==== Task input ====

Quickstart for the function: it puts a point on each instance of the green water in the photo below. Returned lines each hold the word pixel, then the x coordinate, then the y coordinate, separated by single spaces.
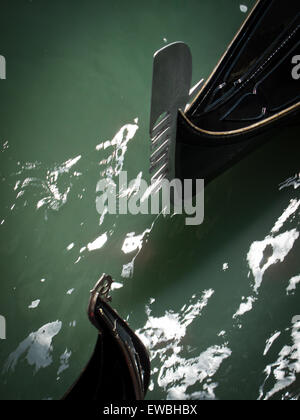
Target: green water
pixel 217 305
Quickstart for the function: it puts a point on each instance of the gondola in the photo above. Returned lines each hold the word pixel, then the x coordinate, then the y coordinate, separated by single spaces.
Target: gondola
pixel 254 88
pixel 119 369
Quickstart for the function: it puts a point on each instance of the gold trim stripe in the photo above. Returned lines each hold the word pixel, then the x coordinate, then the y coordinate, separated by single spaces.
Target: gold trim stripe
pixel 223 56
pixel 245 129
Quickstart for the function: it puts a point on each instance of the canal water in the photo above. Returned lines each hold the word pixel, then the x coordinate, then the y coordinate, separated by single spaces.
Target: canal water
pixel 217 305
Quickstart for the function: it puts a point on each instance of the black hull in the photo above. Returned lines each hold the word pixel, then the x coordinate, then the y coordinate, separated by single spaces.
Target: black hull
pixel 250 94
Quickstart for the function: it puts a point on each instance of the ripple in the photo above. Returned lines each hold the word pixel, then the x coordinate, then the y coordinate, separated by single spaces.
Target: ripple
pixel 37 348
pixel 285 369
pixel 163 337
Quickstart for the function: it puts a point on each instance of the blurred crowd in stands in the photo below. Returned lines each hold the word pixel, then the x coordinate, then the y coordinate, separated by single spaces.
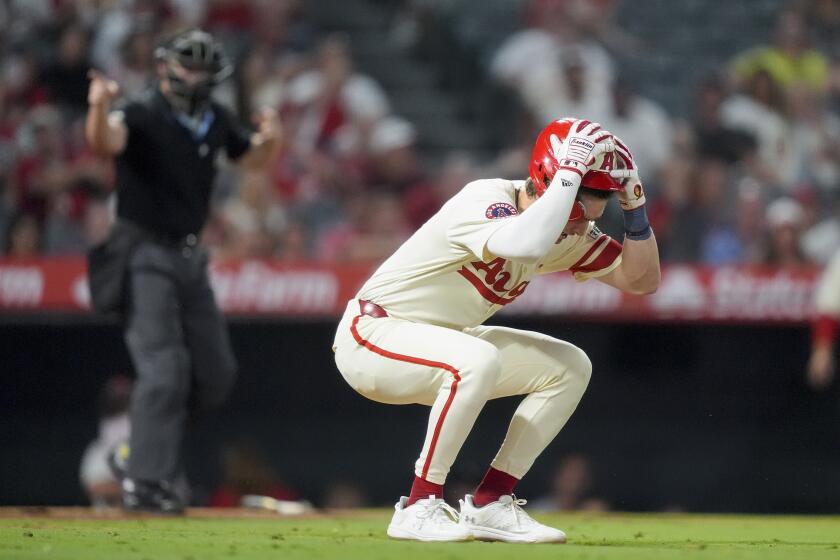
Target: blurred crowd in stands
pixel 751 174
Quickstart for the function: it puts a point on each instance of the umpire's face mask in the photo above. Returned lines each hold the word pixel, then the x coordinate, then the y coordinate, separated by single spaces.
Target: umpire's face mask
pixel 188 90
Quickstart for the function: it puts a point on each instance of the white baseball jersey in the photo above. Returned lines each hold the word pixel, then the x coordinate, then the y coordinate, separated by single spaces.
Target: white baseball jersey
pixel 443 275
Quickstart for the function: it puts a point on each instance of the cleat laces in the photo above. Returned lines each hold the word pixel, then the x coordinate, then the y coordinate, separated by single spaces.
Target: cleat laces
pixel 438 512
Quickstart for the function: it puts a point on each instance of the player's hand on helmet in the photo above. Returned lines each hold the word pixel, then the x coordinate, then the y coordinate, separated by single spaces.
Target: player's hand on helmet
pixel 102 89
pixel 633 195
pixel 585 142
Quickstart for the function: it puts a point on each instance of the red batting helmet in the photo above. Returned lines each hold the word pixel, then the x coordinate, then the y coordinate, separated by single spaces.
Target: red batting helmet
pixel 544 165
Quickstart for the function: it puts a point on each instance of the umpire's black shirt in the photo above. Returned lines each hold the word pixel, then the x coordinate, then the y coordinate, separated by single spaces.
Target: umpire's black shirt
pixel 165 174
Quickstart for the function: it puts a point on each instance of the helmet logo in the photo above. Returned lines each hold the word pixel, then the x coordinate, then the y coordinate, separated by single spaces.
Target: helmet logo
pixel 500 210
pixel 637 190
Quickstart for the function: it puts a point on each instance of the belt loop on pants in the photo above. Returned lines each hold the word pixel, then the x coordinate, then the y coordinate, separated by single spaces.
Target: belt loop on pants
pixel 371 309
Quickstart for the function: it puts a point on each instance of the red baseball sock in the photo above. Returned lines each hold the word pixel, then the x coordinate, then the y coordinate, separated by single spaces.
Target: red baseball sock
pixel 422 489
pixel 495 483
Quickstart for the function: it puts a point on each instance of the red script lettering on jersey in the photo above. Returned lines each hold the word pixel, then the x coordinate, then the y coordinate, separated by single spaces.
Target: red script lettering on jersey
pixel 493 287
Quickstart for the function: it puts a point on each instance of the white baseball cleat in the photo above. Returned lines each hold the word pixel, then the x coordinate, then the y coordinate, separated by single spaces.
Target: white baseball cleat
pixel 429 519
pixel 505 520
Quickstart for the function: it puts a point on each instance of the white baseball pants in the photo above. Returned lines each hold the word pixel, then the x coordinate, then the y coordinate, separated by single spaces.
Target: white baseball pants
pixel 455 372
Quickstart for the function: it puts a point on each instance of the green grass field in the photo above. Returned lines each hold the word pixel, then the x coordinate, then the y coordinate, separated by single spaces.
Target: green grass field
pixel 362 536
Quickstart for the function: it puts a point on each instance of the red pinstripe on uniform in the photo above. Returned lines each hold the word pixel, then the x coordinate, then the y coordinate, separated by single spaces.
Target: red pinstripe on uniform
pixel 419 361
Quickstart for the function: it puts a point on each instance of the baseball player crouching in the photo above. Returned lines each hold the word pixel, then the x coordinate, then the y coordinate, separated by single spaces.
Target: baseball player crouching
pixel 414 332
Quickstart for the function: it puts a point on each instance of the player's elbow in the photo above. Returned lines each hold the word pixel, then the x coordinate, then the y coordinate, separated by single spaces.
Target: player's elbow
pixel 524 257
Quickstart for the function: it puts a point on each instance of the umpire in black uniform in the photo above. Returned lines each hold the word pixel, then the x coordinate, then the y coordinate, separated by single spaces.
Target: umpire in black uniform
pixel 153 268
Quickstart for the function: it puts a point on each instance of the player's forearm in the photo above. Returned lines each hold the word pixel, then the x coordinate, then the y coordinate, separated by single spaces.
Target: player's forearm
pixel 96 128
pixel 529 236
pixel 263 150
pixel 640 265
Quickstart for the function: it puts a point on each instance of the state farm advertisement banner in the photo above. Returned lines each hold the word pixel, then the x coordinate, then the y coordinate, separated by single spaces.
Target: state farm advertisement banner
pixel 270 288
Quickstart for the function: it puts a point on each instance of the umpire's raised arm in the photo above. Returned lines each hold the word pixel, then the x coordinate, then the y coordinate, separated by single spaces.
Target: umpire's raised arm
pixel 105 132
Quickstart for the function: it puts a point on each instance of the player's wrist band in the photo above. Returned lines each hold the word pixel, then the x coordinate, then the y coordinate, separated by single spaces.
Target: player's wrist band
pixel 636 224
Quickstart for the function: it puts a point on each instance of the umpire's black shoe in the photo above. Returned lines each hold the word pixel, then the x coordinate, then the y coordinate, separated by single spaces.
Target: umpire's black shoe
pixel 118 460
pixel 151 497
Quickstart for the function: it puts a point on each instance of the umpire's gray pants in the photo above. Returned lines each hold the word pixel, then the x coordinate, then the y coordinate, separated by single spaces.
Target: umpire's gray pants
pixel 180 349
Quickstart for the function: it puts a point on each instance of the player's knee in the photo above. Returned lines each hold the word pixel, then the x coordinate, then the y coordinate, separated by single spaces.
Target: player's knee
pixel 163 393
pixel 485 367
pixel 580 368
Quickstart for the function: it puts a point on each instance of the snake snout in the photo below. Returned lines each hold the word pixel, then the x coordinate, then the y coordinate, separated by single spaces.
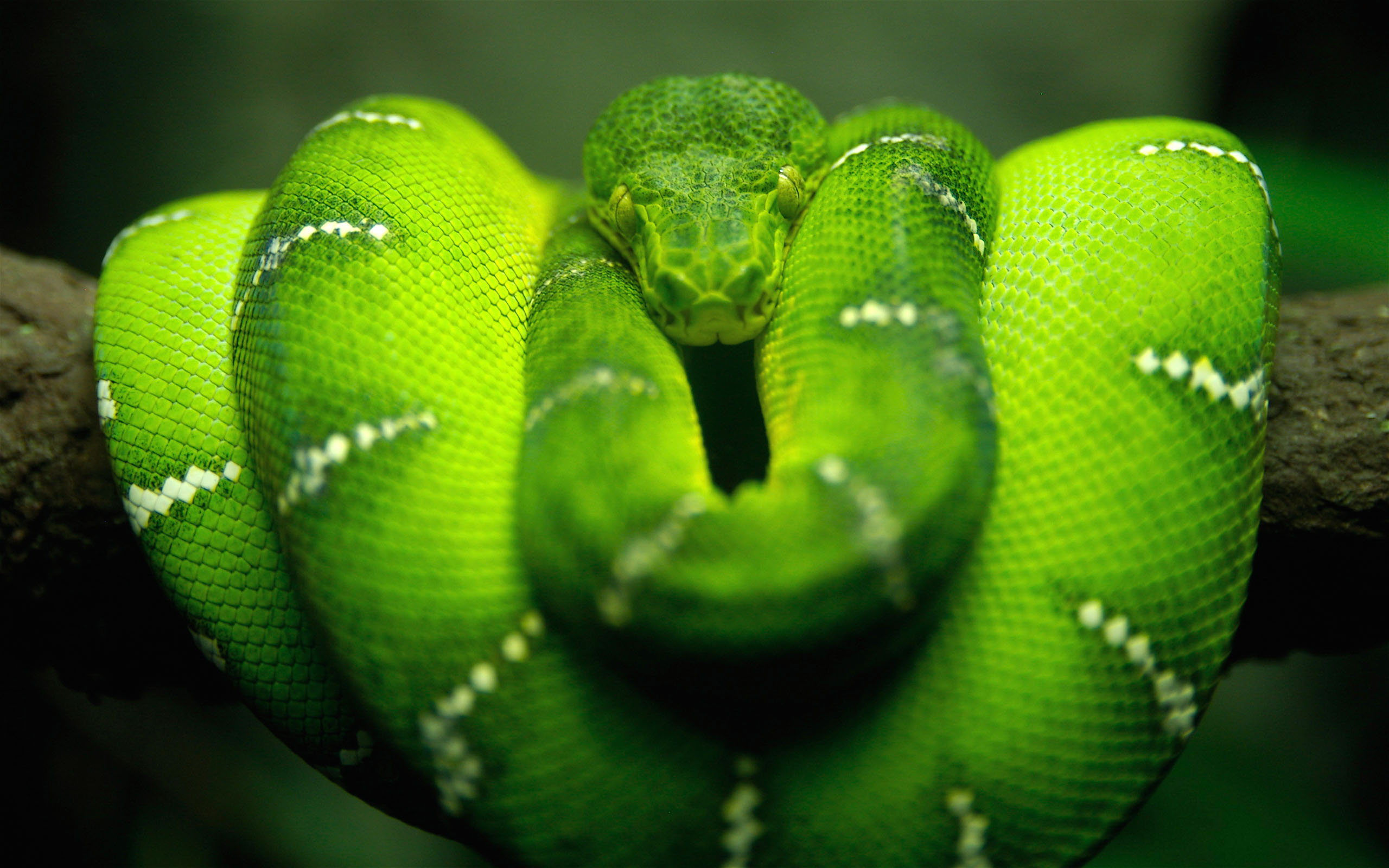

====

### Directions for this task
Can you copy out all of the material above word for word, leaving the pictures out?

### Completed task
Quickstart for the function: it puts a point on each instance of the green water in the photo below. Returned lines each hold the word pixel, then the x coordinate, then the y coordinate, separated by single spaces.
Target: green water
pixel 217 305
Quickstart for the function: it puts a point on each instance of the gondola in the photo above. Returned lines each hold the word pixel, then the x coordinate, then the y coordinate, separated by single spaces.
Target: gondola
pixel 254 88
pixel 119 369
Quickstart for the function: it puts a point on each instance of the gold trim stripe in the photo above. Returned lines each hold the word pixel, then the x coordinate, then the y coordinate, separated by single spaces.
Target: gold trim stripe
pixel 223 56
pixel 245 129
Quickstart for the function: it puts a point on each instance of the canal water in the photo above. Returned lines each hold the word pixel, then the x coordinate, then the y coordinate, separated by single spaces.
Target: canal water
pixel 217 305
Quickstart for the function: it puts a point on each instance of the black hull in the photo above. Returned lines each hold the word pixel, then the x coordinate, then the y coordinate, separated by single spaces.
Target: black hull
pixel 250 94
Quickstart for the function: it puts a point on each instance of the ripple in the photo above. Returned lines each hold the word pixel, then the x coordinate, then the y coordinate, separated by single spaces.
Target: ripple
pixel 37 348
pixel 285 369
pixel 163 337
Quickstart for the function: it puts a point on each instance of the blurred crowd in stands in the photo below. Returned lines each hold the word pixel, then the x coordinate, then the y coordinate, separated by single spaces.
Target: blurred crowd in stands
pixel 751 174
Quickstart for the function: it puts a point on each instance of the umpire's face mask in the photo above. Returned lines each hold the word pixel, then the x coordinate, then the y coordinate, separated by single spaces.
Target: umpire's face mask
pixel 188 90
Quickstart for the function: it puts a point on each instance of the white baseball jersey in the photo above. Returned lines each hold the word pixel, then the x coordinate, then the y coordinate, separated by single spaces.
Target: white baseball jersey
pixel 443 275
Quickstart for the function: it puts a point on each instance of the cleat laces in the photo above. Returned lines each hold the word pixel, then the x coordinate, then the y coordinate, separated by single spaces.
Target: cleat laces
pixel 438 512
Quickstart for the function: it puts a point on each instance of the player's hand on helmet in the photo above. Returned lines each hold the word pixel, then the x coordinate, then the y coordinate, separated by single spaces.
Target: player's hand on helmet
pixel 102 89
pixel 633 195
pixel 585 142
Quickstart for the function: it puts a point on each instance of the red batting helmet in the photo above. Returned lines each hold the word pixel, then the x coordinate, then the y coordinate, separated by single spaces.
Target: red batting helmet
pixel 544 165
Quickstart for the function: it puts a point on each instance of the umpire's black shirt in the photo above. Returned lines each hold the word pixel, then the x coordinate, then the y coordinate, separated by single spaces.
Target: umpire's black shirt
pixel 165 174
Quickstart for the function: it puts a point on each instance of the helmet logo in the photo above. Returned lines each hold the word pixel, then the x coordinate, then the y coordinate, separated by single spaces.
Target: helmet logo
pixel 500 210
pixel 637 190
Quickstart for the function: it puts a point on each instance of the belt loop on pants in the photo above. Returned lines each hold the word pixel, then the x coordinate, then the y coordinate, separated by single spaces.
Target: belt loop on pants
pixel 371 309
Quickstart for the function: it puts a point on each instance of the red baseball sock in the photo above. Returned lines each hold the word pixel, then the x coordinate, then the y coordinate, separated by single spaces.
Target: red baseball sock
pixel 422 489
pixel 495 483
Quickstart for the function: it puts a point on each instance of the red script lettering on jersey in the photo above. Returned lines each hold the word pixel, then the x coordinate, then the y coordinate, separated by single spaces.
Target: red script lettering on jersey
pixel 493 287
Quickstart for the function: it puts a point on each instance of the white baseball cleat in the photo above. Returned lines each hold the word pixel, then the x coordinate, then the y coordinate, separated by single spaces.
Target: white baseball cleat
pixel 429 519
pixel 505 520
Quickstart for the function: it puts a point on each instance of the white baseball pants in the photo above. Returned lines each hold the word pixel, then the x coordinate, then the y coordinate, separated by single spaces.
Target: white baseball pants
pixel 455 372
Quickstart for the function: it puts a point on each instance of the green grass field in the photo above. Returned lines each hold the word pixel, then the x coordinate, then the y coordinate, separated by single spaces.
Target: green grass field
pixel 362 536
Quickstart for the function: it puts a point on each instance of the red pinstripe on uniform in the photo above. Returned lines each hold the word pixel, then the x coordinate, then the y coordinate, separated by single spaces.
Target: red pinstripe on uniform
pixel 419 361
Quickstart for the function: it puts a point on each instance of the baseball player crouching in the photo above. Returned lines each hold the word pixel, then the x coordinate, then the y coordinate, separated by single spaces.
Target: baseball player crouching
pixel 414 332
Quickstart for the function: it puts a point on each instance of the player's elbow in the photo above. Returned lines each hold the word pixel, then the x coordinate, then the y coordinate, separated by single spaces.
Target: player's elbow
pixel 524 257
Quickstart for the function: it puts a point on each instance of the umpire in black uniform in the photo above. Returned lines each hold the word pixel, then the x coordinate, then the y coordinate, separated by single spaces.
Target: umpire in black uniform
pixel 153 268
Quickstart for the function: it puts a point on each instance of the player's forearm in the photo above. Returned lines each hold the word pixel, then the x coordinate, then the y coordinate, separated by single spaces.
Target: player's forearm
pixel 96 128
pixel 529 236
pixel 263 150
pixel 640 265
Quickstart for the function: it puts a point on each instance of the state farm advertisement banner in the photo above. Returned lines each hold the word pixel, then the x coordinate, then the y coordinate, separated by single spaces.
Target: state farm advertisement banner
pixel 270 288
Quickstart for the function: it puts a point on each instance of the umpire's raised arm in the photo above. Returned lines each hold the word pixel, then the x coordinate, then the y coordinate, separated by single spaces.
Target: umpire's raised arm
pixel 105 132
Quickstart for the function: it puts a point on each instance of the player's wrist band in the photo above. Returned lines each hold the word pixel, then the x coordinate, then the y coordinate, separated by single spaces.
Target: player's wrist band
pixel 636 224
Quickstart for the function: it puts a point on each instance of the umpire's black shoe in the photo above. Returned lines each hold the word pixel, then the x coordinate, then the y coordinate, separated by single spaces.
Target: umpire's black shoe
pixel 118 460
pixel 151 497
Quickstart for the function: it puts a point on each instance of the umpire's gray pants in the photo above. Returned lines each hold the word pixel, then the x coordinate, then the y coordinate, separated by single spaces.
Target: umpire's gray pants
pixel 180 349
Quickstart for the function: it puts a point on each instance of the player's knee in the photo above. Returned lines each hold the word pixel, then the x coordinate, then the y coordinate, separated by single spaces.
Target: player's knee
pixel 163 393
pixel 485 367
pixel 580 368
Quickstart for the function: it puts a point on each instance of the snake snout in the photo below. Returned lines each hold the word pixel, then the x coordinate, then the y coordinate, separated by single spaces.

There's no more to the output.